***** Extract
There’s a $7,500 consumer tax credit for buying a new EV, $4,000 to buy a used one, plus grants and loans for EV and battery makers to help them ramp up. 

But there are also some alarms being sounded about the new measures. Seth Goldstein, an analyst at Morningstar, said there’s a key requirement that will need to be fulfilled in order for an electric vehicle to be eligible for that $7,500 tax credit.

“Everything has to be assembled in the U.S. or a country with a free-trade agreement. So it incentivizes a domestic EV supply-chain from the mine to the vehicle,” he said.

Final vehicle assembly won’t be a problem for the big domestic producers — most Teslas, GMs and Fords roll off assembly lines in the U.S. But EV batteries are another matter, said Garrett Nelson at CFRA Research.

“The key materials used in EV batteries — a lot of those come from China, the Congo, countries with which the U.S. does not have free-trade partner status.”

We don’t assemble most batteries here, either. Nelson says under the bill, 70% of the EV models now for sale in the U.S. “become immediately ineligible for the federal tax credit. And then starting in 2024, when the additional battery-sourcing requirement goes into effect, none of the EVs would be eligible.”

A consortium of EV-makers has warned that the new domestic-content provisions jeopardize the industry’s target that electric vehicles will make up 40% to 50% of new vehicle sales by 2030.

Nelson said currently, EVs make up just 5% of new sales.
**********
▸ **Set exercise**: Summarize the extract on EV tax credits in two sentences. The records are unrelated to the extract.
***** Excerpted records
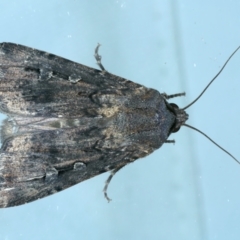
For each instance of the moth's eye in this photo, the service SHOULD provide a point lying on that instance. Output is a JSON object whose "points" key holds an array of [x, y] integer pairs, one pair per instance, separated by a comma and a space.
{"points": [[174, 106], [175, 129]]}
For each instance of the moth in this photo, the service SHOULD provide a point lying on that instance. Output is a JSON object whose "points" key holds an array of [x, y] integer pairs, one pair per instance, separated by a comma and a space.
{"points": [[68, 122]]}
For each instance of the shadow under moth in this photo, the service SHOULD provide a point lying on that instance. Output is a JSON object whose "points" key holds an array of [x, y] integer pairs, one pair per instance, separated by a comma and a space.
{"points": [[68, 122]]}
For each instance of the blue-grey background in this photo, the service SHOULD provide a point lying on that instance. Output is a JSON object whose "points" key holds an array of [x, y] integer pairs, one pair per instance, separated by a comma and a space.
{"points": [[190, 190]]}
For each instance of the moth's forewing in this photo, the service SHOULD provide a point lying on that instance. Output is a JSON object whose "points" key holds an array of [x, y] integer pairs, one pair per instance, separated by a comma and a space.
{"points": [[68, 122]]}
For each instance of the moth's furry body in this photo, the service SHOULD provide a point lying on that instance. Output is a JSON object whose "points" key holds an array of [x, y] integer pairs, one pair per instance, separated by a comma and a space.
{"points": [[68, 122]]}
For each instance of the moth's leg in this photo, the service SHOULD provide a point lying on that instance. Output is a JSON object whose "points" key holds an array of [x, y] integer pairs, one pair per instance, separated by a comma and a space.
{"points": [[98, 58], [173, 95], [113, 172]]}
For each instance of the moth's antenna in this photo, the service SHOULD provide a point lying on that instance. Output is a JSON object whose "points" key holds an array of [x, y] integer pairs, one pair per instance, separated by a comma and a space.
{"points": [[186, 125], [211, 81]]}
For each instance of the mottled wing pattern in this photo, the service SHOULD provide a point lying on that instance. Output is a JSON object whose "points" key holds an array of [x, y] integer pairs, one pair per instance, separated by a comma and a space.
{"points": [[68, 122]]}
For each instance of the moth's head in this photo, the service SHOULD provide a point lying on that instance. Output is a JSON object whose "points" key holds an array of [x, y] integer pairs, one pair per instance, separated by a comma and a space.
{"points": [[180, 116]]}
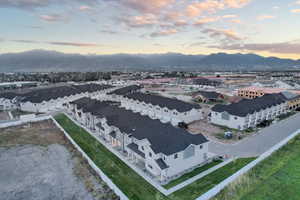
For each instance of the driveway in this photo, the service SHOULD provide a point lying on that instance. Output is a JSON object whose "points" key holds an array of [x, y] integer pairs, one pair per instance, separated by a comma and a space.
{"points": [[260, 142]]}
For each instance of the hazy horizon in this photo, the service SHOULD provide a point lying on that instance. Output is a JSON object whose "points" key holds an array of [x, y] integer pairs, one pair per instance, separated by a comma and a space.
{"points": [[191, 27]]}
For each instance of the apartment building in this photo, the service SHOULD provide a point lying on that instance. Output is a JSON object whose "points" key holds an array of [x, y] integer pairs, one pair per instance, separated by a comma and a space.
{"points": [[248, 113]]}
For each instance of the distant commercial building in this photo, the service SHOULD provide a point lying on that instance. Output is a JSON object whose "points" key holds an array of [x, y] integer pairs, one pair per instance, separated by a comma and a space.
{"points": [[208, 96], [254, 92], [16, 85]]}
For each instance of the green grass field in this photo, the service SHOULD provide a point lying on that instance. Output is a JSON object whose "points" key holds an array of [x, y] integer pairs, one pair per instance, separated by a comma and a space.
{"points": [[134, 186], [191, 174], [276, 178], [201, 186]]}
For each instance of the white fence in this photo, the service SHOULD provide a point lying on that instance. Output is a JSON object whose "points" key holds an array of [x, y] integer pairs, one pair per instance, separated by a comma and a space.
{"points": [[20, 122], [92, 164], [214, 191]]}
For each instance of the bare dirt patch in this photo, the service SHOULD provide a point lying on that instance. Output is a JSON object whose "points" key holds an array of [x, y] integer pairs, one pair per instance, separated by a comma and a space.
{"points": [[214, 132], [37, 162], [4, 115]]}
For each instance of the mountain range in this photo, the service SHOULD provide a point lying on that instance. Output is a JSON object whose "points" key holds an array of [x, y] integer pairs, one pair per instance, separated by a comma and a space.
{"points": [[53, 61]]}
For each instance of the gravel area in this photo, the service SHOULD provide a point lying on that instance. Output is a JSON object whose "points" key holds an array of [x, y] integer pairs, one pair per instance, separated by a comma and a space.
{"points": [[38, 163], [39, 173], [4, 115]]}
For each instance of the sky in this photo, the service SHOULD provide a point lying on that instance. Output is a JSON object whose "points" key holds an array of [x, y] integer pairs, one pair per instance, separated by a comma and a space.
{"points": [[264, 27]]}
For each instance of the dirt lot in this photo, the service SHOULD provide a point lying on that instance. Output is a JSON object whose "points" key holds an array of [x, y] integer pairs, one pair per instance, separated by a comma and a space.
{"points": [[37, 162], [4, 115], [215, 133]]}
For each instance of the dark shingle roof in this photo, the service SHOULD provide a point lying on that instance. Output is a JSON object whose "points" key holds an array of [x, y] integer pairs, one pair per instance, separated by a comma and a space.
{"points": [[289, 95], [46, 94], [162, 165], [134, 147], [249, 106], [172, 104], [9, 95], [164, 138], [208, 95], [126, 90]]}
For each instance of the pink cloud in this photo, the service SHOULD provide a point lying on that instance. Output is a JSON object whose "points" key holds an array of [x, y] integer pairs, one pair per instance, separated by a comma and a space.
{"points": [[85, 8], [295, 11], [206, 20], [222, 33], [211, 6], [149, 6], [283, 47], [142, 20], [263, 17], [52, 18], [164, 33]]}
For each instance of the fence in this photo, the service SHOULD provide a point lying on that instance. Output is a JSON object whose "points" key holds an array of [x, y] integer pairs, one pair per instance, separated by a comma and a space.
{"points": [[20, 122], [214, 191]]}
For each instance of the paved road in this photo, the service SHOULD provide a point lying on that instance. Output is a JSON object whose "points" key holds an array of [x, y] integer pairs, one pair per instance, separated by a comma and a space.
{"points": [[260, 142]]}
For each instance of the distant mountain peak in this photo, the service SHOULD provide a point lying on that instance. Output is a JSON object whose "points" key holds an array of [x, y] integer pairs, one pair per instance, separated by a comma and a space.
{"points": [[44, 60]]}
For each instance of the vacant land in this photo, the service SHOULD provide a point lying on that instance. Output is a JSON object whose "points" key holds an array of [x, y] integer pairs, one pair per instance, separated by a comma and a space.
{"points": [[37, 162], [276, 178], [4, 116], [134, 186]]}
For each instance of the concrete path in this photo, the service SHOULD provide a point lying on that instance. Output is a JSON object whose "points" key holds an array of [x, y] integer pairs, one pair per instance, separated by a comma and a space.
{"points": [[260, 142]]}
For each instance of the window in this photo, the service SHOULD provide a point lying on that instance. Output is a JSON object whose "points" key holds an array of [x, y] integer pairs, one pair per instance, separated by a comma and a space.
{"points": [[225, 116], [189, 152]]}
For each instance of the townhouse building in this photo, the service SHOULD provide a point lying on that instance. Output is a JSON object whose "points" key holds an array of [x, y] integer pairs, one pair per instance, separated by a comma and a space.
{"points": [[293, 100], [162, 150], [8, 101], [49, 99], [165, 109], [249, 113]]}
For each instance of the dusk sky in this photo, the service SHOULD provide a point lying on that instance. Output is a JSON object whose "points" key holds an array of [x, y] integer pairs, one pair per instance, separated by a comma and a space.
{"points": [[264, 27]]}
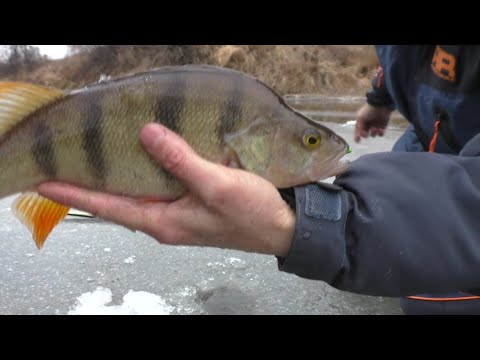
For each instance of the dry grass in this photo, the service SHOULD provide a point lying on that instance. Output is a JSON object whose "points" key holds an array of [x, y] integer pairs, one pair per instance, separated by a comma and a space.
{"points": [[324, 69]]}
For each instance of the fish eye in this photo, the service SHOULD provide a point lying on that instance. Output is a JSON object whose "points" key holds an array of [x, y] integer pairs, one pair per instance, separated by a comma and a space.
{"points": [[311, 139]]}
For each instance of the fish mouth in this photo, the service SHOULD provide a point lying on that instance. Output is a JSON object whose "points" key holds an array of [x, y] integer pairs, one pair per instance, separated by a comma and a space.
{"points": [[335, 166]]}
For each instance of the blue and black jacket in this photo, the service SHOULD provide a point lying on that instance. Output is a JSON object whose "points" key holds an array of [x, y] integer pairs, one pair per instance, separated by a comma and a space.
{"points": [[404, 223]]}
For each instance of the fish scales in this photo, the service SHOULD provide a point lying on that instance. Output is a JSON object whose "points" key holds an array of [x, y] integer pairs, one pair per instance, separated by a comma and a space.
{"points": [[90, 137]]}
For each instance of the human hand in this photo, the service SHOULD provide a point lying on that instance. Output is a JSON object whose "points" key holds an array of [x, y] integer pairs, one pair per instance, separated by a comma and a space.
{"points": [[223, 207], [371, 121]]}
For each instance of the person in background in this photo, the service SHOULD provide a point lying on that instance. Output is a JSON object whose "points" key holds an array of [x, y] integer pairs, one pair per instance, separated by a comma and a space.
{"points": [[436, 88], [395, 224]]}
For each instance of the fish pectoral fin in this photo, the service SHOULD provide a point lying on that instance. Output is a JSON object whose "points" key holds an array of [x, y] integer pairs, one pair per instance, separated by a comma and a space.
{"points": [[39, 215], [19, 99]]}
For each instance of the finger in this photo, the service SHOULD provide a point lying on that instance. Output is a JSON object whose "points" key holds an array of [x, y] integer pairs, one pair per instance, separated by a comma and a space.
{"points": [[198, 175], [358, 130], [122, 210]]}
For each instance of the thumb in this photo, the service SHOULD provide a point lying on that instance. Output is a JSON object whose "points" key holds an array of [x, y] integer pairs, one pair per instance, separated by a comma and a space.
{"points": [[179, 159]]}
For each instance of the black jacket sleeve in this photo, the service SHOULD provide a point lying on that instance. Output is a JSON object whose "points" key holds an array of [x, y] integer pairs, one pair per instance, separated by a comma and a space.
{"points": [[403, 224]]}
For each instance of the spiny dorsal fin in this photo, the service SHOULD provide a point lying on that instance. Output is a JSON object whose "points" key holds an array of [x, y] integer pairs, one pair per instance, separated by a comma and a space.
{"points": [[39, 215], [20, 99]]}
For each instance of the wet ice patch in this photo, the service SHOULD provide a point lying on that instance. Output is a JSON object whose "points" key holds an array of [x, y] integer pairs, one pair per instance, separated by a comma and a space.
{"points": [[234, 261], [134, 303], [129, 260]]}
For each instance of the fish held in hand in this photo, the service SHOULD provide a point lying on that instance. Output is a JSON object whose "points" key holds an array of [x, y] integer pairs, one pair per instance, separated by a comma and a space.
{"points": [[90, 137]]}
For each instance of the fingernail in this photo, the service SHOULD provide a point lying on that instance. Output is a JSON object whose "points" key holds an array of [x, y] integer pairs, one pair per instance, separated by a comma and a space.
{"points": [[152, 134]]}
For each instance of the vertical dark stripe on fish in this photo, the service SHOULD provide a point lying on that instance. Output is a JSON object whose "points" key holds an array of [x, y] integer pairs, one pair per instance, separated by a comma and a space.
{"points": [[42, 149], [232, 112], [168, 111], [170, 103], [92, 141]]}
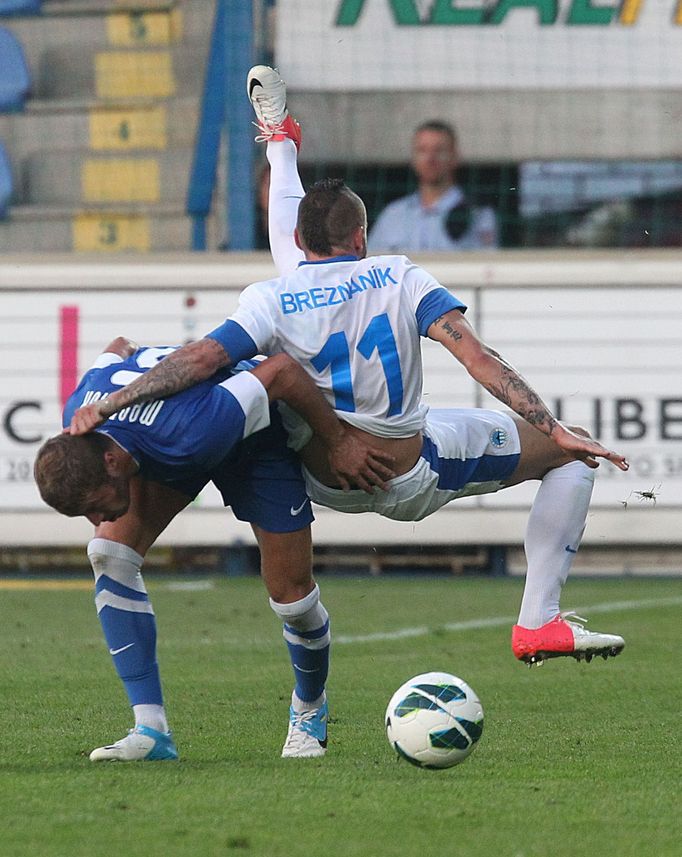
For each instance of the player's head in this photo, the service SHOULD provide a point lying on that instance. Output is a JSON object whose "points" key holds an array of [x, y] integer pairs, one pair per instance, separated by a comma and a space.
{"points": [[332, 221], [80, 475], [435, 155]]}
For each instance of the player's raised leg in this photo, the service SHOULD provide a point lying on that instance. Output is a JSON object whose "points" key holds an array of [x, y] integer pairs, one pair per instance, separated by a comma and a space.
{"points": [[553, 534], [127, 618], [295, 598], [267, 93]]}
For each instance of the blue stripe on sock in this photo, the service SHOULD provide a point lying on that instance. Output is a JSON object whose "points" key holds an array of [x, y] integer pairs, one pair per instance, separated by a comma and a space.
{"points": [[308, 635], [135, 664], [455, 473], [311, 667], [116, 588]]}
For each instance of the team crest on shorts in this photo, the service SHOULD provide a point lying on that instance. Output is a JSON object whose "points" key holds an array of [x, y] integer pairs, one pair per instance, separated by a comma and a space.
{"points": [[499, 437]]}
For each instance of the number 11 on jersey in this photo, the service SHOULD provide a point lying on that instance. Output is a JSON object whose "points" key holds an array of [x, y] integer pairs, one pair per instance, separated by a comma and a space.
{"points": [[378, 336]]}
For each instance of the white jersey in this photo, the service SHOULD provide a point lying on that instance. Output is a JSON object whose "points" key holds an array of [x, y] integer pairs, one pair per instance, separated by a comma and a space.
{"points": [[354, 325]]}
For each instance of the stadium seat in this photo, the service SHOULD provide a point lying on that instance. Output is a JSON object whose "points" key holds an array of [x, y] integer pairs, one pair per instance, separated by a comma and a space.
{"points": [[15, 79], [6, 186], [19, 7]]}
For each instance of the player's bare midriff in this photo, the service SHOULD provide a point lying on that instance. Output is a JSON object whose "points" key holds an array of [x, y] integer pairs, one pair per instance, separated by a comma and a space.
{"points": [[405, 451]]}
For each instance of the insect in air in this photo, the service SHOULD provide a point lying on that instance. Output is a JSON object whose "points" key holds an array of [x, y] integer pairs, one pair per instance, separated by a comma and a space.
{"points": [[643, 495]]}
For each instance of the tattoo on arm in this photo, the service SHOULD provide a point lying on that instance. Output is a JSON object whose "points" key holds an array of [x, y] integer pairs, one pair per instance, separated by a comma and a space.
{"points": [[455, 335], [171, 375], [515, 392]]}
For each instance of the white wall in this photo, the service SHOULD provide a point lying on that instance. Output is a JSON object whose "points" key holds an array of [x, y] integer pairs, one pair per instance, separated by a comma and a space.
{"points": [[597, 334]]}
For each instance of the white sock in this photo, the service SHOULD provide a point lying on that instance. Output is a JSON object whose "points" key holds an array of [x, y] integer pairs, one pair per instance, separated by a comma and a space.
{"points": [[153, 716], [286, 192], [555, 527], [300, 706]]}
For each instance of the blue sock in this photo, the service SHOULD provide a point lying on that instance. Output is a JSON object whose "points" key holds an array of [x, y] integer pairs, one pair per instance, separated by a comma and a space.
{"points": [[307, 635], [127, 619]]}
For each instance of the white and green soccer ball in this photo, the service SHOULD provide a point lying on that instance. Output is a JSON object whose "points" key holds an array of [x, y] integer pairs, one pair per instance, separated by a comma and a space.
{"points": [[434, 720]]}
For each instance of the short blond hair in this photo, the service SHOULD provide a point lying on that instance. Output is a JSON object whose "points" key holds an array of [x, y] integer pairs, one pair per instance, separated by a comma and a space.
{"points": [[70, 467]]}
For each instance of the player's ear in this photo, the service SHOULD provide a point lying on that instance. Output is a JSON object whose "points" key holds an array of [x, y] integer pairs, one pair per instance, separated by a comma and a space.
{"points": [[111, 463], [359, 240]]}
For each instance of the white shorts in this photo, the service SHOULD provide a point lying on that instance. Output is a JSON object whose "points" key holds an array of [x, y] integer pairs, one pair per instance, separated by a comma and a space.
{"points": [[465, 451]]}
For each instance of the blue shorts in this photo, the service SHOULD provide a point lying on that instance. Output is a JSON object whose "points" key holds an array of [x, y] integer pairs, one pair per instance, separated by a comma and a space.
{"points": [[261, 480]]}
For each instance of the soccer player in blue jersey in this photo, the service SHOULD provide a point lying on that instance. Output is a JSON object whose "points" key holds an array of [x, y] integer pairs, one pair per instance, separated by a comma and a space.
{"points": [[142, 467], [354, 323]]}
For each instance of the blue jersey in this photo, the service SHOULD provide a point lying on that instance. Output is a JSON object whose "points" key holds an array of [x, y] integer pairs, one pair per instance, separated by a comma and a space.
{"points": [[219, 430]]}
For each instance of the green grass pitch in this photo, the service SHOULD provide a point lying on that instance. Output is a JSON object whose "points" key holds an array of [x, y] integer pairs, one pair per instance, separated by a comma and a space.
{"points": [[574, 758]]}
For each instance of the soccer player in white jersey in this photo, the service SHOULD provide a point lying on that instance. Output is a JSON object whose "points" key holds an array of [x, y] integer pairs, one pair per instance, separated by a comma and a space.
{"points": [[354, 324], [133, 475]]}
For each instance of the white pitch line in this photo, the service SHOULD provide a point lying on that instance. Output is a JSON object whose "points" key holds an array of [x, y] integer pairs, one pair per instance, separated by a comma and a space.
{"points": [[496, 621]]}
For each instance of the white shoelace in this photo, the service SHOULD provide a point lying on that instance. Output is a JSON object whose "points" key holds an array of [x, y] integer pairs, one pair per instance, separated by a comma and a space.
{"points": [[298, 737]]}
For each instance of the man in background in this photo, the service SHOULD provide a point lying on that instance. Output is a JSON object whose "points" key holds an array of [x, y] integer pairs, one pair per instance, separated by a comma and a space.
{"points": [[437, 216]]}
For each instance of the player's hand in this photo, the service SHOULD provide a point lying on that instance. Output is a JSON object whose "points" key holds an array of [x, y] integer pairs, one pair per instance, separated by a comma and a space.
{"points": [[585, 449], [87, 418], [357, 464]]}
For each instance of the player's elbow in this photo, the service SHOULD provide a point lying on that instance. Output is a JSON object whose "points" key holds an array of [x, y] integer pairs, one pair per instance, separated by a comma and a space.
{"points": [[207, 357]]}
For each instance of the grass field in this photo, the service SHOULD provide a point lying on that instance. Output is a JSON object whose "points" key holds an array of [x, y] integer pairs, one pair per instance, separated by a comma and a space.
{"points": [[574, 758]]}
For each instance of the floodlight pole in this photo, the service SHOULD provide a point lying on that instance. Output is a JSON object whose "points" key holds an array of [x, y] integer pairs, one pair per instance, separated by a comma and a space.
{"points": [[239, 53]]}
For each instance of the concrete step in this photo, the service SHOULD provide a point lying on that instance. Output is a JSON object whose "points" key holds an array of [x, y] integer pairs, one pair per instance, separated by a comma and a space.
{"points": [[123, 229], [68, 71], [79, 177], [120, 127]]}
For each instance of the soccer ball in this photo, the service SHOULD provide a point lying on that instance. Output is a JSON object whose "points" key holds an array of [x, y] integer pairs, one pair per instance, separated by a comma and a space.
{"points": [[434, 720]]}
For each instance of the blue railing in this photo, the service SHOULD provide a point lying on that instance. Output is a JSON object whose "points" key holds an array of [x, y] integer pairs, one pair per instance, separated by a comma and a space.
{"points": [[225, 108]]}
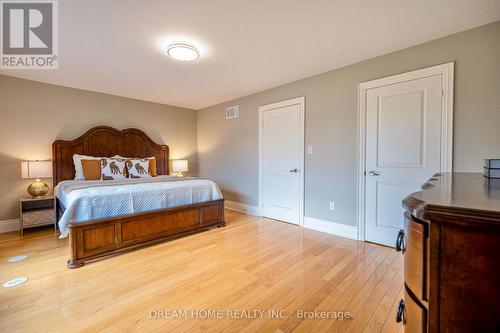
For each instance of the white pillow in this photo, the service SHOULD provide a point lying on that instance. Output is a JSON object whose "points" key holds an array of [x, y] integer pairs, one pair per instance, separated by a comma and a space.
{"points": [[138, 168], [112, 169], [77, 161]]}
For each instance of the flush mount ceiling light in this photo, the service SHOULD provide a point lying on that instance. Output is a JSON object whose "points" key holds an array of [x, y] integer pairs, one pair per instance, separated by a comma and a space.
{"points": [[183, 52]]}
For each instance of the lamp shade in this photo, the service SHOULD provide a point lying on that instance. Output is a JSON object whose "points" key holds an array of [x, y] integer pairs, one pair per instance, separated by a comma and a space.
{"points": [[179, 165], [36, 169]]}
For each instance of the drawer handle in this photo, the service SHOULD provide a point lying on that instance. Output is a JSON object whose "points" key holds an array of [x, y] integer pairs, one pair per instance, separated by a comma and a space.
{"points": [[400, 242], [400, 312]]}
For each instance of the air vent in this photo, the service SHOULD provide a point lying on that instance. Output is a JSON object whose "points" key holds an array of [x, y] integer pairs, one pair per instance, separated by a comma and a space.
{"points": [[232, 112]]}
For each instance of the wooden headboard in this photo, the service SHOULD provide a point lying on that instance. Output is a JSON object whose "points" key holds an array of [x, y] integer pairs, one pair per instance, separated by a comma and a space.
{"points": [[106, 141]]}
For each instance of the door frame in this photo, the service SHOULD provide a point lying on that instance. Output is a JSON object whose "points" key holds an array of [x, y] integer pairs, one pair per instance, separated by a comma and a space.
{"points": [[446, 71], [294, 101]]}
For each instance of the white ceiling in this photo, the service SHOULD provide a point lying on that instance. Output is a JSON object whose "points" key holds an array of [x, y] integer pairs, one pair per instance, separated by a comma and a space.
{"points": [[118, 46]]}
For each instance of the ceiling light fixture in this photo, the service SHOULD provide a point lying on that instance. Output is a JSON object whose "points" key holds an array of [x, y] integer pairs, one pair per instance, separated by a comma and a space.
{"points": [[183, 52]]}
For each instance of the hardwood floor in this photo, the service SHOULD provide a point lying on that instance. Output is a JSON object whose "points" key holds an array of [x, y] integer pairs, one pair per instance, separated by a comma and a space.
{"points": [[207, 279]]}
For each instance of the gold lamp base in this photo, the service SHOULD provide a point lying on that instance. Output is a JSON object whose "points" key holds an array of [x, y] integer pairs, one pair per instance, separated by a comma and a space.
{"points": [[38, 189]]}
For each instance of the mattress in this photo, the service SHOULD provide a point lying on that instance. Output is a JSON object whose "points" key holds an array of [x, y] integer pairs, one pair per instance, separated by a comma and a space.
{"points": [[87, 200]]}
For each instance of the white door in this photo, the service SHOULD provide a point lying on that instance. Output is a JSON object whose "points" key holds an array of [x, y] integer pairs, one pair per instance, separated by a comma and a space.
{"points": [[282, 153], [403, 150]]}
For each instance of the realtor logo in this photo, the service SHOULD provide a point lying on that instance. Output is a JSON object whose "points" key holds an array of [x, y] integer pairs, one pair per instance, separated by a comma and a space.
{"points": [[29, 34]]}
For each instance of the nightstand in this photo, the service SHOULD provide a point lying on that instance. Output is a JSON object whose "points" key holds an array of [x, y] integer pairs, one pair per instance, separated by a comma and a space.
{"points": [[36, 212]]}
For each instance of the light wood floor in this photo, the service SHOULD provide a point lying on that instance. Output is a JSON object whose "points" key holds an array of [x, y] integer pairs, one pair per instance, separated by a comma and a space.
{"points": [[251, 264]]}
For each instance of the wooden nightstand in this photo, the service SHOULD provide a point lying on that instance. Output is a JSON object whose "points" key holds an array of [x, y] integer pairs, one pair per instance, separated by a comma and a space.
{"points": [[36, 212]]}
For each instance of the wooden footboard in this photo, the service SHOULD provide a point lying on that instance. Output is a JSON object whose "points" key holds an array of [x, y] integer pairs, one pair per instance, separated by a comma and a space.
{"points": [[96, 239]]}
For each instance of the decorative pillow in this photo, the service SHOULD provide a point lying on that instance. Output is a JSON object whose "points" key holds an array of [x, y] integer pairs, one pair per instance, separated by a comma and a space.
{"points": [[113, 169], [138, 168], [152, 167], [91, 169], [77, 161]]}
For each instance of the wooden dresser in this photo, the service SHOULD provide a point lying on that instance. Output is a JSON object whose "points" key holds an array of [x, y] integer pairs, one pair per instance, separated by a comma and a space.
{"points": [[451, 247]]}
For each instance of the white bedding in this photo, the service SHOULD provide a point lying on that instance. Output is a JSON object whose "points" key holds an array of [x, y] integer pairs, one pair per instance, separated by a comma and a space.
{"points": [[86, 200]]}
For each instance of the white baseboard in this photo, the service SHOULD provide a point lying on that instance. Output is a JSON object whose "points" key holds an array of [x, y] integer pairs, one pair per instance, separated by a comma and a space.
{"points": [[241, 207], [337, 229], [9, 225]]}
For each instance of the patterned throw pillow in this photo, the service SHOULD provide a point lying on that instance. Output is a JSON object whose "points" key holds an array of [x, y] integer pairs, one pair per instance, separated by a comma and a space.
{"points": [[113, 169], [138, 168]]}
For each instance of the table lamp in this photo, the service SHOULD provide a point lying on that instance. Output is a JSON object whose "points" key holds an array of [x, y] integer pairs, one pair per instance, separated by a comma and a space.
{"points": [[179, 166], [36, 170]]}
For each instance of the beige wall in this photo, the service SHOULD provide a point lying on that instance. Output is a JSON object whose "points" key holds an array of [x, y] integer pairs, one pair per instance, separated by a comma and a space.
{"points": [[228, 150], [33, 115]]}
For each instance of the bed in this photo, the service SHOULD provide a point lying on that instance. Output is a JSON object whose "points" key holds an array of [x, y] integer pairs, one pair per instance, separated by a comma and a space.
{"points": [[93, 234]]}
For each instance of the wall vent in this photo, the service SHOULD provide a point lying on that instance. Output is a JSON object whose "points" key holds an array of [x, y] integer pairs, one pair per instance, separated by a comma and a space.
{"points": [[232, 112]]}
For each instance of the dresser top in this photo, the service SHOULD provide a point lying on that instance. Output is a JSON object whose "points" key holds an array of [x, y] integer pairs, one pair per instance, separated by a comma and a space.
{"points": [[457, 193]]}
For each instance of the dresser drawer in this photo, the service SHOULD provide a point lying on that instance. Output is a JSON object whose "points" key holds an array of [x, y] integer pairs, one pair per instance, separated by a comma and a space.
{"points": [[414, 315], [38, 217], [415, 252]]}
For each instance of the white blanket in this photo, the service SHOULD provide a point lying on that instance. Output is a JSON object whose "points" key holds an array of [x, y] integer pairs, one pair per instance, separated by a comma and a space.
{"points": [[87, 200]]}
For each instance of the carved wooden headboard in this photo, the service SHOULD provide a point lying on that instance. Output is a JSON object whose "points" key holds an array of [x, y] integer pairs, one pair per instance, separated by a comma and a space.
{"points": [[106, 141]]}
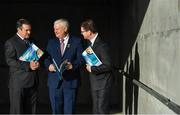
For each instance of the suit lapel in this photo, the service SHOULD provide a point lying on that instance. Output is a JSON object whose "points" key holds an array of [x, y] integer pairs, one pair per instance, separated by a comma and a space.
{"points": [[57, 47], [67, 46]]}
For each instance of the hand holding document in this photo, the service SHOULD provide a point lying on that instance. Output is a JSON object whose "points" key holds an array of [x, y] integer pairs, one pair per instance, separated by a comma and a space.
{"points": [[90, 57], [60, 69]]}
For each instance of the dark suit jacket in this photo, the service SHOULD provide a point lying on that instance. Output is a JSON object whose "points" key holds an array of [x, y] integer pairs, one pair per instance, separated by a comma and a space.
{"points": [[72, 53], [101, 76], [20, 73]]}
**********
▸ **Task solution**: The new measures offer a $7,500 credit for new EVs and $4,000 for used ones, but the $7,500 credit requires everything to be assembled in the U.S. or a free-trade partner country, a problem for batteries whose key materials largely come from countries like China and the Congo. Garrett Nelson of CFRA Research says 70% of EV models now sold in the U.S. would immediately become ineligible and none would qualify once the battery-sourcing requirement takes effect in 2024, and EV-makers warn the rules jeopardize their goal of 40% to 50% of new sales by 2030.